--- MATERIAL PROVIDED ---

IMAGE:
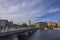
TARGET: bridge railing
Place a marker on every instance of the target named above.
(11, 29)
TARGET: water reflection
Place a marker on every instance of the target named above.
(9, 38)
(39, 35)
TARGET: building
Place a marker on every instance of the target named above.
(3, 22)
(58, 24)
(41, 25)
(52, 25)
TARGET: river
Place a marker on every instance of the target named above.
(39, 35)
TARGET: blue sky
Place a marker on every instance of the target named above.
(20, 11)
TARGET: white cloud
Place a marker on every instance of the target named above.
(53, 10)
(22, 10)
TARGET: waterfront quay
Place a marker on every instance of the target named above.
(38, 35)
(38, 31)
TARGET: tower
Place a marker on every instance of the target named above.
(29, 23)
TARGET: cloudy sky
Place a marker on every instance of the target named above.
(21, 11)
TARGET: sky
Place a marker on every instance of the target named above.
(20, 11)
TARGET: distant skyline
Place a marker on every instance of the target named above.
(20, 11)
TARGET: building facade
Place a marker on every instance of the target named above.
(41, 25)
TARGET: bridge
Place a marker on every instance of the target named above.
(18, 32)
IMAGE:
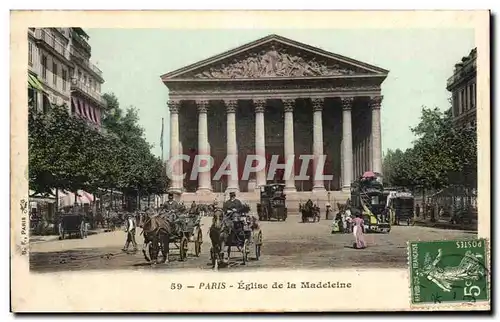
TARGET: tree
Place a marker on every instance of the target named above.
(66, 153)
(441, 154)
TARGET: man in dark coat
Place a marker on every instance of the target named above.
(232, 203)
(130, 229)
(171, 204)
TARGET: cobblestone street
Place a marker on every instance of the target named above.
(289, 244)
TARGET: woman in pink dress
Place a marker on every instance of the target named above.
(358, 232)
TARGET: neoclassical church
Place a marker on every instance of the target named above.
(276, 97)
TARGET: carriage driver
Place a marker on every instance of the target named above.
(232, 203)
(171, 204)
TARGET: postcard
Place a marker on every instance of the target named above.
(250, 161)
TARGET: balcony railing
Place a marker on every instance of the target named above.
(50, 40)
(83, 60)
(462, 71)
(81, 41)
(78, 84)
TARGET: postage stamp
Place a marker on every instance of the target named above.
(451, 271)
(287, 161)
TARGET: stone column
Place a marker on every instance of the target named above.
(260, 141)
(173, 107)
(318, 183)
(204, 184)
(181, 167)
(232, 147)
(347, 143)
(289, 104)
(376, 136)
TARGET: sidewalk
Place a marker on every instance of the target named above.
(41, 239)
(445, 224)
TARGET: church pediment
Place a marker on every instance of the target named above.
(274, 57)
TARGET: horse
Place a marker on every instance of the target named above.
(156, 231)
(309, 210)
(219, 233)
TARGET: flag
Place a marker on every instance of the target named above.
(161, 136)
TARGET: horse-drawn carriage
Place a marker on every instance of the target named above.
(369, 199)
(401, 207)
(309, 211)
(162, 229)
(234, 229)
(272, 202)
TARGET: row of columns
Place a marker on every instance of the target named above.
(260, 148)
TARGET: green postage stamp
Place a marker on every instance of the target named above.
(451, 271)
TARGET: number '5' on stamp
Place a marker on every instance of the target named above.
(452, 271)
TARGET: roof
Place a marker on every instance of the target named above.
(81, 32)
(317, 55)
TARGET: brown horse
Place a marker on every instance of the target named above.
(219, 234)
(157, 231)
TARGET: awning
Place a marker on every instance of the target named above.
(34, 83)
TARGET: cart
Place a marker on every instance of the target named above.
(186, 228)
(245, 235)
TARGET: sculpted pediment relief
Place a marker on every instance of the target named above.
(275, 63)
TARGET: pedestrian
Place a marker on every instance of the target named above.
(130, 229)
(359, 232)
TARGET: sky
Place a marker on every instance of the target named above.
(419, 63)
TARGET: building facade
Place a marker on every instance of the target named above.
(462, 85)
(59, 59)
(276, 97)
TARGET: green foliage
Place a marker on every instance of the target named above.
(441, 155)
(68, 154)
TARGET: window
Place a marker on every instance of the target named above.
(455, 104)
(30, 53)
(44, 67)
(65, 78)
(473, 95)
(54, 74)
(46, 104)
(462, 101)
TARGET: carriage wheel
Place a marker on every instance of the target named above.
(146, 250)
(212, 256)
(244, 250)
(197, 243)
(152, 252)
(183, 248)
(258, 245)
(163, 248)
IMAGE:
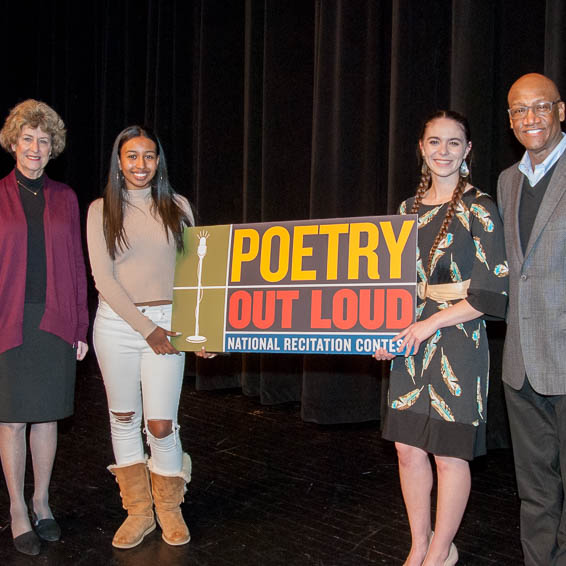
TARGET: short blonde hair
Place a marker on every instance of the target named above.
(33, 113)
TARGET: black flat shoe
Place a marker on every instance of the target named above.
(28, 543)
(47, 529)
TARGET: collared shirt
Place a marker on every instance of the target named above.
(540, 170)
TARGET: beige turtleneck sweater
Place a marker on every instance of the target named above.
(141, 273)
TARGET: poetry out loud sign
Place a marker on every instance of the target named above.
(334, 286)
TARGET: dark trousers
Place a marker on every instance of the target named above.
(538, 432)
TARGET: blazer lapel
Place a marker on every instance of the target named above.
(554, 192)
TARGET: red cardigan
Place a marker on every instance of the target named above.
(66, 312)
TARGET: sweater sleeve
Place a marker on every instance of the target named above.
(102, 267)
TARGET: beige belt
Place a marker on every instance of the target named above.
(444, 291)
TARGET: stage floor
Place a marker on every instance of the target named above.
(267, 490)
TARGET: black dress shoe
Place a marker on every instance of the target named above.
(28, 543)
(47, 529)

---
--- MATERIAL PROVIDED ---

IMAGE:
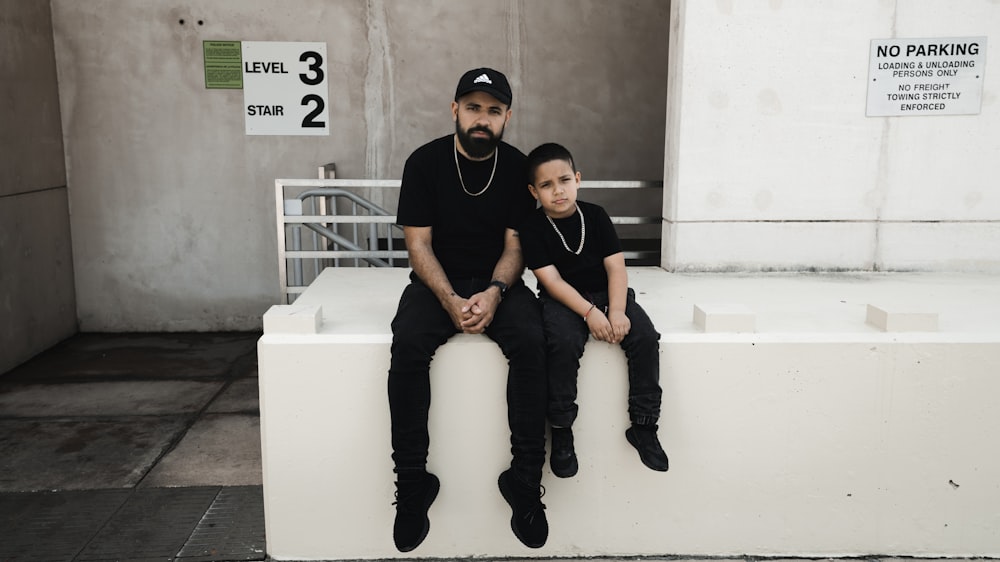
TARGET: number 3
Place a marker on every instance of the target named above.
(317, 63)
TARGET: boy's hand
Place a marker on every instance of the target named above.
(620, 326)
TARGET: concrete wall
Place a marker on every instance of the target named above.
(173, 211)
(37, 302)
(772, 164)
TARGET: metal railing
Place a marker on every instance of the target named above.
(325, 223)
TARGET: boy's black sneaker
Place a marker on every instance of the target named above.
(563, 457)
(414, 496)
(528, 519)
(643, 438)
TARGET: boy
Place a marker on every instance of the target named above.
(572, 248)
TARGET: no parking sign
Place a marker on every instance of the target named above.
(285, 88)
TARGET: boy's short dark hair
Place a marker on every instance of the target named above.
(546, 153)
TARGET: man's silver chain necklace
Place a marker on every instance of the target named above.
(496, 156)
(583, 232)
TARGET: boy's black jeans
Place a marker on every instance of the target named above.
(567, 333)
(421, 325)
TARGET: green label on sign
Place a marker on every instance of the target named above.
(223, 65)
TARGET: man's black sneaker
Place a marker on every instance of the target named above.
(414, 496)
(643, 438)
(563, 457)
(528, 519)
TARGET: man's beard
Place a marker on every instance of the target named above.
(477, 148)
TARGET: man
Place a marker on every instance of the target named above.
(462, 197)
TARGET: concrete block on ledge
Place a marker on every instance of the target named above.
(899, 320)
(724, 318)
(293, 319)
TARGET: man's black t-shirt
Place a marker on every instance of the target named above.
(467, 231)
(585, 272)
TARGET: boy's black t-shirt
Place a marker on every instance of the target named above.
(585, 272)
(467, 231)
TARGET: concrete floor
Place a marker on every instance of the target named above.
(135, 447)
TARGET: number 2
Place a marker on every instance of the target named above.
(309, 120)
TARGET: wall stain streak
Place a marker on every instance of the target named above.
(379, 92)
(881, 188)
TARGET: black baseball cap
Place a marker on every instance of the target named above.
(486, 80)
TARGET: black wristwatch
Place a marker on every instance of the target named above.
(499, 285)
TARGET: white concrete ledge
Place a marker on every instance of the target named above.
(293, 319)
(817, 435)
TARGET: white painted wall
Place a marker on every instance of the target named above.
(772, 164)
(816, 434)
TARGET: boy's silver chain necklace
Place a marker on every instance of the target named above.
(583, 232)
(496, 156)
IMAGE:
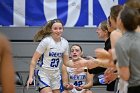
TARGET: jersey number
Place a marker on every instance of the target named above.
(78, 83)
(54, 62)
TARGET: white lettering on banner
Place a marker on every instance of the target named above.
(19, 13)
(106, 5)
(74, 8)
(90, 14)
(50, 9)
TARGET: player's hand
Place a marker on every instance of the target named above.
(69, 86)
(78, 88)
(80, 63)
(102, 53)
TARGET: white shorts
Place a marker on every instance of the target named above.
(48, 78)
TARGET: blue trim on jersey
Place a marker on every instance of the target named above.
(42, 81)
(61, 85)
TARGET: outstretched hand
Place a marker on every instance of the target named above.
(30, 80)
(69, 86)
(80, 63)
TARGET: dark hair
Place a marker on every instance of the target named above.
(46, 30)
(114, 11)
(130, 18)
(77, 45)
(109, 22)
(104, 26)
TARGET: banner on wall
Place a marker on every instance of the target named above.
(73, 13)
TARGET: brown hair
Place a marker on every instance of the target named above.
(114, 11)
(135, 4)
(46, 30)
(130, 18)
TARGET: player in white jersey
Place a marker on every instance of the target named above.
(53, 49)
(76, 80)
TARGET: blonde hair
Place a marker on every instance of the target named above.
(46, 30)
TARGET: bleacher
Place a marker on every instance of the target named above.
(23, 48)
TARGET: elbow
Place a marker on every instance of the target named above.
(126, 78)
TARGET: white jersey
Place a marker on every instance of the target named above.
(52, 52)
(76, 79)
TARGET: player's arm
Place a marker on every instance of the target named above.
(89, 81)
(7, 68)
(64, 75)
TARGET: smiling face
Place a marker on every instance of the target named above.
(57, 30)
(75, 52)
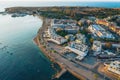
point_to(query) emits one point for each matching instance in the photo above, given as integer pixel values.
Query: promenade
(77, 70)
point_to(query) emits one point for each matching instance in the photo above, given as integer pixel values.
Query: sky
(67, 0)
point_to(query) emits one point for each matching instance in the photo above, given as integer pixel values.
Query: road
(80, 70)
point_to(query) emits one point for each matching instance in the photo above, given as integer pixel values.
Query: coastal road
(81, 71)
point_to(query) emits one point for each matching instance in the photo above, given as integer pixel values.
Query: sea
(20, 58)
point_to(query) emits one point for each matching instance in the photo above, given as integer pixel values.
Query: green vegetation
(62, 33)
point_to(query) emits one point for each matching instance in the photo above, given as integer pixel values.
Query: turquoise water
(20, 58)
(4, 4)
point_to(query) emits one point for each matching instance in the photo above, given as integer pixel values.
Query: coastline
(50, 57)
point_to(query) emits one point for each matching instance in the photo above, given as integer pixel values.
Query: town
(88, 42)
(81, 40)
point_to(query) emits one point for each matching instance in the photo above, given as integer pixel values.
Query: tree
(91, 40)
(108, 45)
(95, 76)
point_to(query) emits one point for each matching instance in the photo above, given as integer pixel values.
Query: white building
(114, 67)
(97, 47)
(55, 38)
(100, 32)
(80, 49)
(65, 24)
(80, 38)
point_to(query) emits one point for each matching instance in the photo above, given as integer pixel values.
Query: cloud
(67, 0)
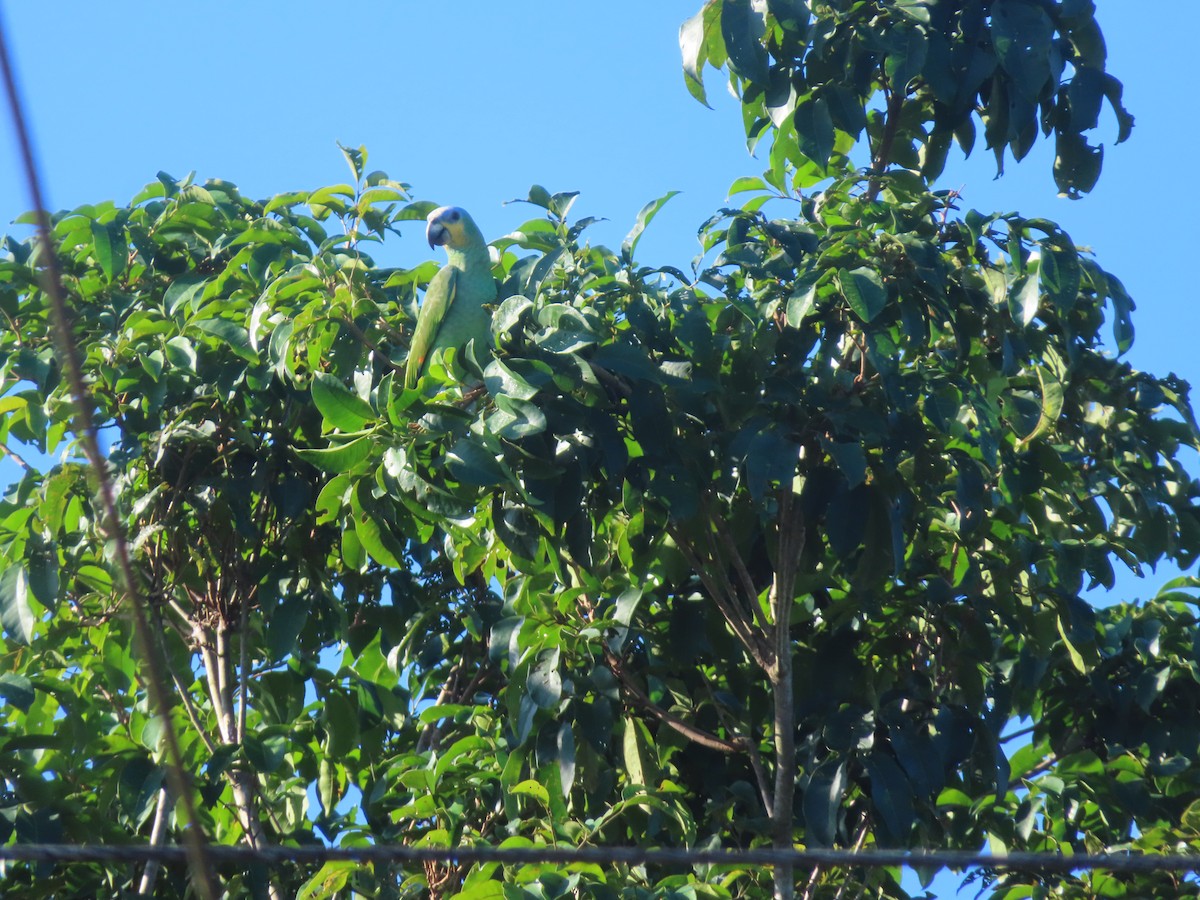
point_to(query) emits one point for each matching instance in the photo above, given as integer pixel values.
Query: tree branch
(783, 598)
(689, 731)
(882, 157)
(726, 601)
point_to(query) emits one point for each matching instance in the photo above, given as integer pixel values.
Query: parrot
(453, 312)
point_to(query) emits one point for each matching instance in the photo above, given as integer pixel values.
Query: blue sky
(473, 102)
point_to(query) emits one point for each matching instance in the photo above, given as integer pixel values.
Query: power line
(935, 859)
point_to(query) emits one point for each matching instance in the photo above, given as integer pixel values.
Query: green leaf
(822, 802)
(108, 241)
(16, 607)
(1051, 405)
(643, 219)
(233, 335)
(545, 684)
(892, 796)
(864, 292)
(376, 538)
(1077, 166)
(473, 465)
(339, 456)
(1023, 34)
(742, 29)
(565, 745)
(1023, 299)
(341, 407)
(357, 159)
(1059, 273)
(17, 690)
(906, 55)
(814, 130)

---
--- MATERIAL PROVIDED ---

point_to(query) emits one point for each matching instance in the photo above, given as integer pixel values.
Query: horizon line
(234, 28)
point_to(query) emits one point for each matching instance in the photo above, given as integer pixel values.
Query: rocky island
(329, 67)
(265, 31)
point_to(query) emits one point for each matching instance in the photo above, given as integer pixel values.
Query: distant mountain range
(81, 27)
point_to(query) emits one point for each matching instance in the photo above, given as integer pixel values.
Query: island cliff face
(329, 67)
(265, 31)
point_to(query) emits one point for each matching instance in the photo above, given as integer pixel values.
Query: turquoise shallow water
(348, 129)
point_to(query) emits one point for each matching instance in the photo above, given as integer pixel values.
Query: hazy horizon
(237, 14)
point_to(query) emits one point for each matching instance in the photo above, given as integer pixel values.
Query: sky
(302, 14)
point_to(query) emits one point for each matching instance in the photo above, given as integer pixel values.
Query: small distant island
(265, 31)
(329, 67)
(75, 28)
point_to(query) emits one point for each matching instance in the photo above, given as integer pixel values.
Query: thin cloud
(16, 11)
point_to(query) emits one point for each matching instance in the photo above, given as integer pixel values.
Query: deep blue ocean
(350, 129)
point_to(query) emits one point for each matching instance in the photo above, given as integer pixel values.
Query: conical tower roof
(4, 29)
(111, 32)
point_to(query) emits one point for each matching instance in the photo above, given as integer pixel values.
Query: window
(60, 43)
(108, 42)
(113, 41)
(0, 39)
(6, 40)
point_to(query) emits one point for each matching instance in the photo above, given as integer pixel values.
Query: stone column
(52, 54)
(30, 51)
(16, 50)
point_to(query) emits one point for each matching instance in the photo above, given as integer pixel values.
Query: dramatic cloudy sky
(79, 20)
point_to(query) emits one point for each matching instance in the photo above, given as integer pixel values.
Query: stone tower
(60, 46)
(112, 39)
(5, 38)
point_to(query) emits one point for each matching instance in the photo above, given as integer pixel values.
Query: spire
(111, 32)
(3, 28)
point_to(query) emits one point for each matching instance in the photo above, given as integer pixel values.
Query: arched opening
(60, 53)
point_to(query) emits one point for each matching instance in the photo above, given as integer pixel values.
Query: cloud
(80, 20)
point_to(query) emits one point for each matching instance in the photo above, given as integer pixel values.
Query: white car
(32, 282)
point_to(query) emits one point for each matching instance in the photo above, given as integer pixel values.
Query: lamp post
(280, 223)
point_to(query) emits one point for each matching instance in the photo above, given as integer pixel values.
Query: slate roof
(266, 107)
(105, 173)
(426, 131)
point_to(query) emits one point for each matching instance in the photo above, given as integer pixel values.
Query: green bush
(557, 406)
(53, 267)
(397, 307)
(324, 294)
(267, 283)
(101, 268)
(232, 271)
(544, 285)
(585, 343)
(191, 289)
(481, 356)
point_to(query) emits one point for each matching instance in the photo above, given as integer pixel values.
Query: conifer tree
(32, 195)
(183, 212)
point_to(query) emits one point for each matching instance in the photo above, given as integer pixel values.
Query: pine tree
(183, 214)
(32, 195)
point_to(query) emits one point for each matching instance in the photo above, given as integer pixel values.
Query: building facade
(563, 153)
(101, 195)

---

ACTION ITEM: Only those lines of the entries above that run from the line containing "TARGET: woman in pink dress" to the line containing "TARGET: church pediment", both included, should be transcribed exactly.

ANSWER:
TARGET: woman in pink dress
Place a marker on every instance of the target named above.
(358, 232)
TARGET: neoclassical church
Place a marker on every instance of the target named above.
(276, 97)
TARGET: carriage driver
Place a marker on every instance of the target named above.
(232, 203)
(171, 204)
TARGET: postcard
Place a marker on every instance of the target named above.
(250, 161)
TARGET: balcony railing
Place a marker on every instance of the target named above.
(50, 40)
(83, 60)
(462, 71)
(81, 41)
(78, 84)
TARGET: postage stamp
Place a marker on every instance of the target named above.
(451, 271)
(287, 161)
TARGET: stone column
Place a marker on every instance of the target named above.
(260, 141)
(173, 107)
(318, 183)
(204, 184)
(181, 167)
(232, 147)
(347, 143)
(289, 104)
(376, 136)
TARGET: sidewalk
Place a marker on every instance of the target named above.
(41, 239)
(445, 224)
TARGET: church pediment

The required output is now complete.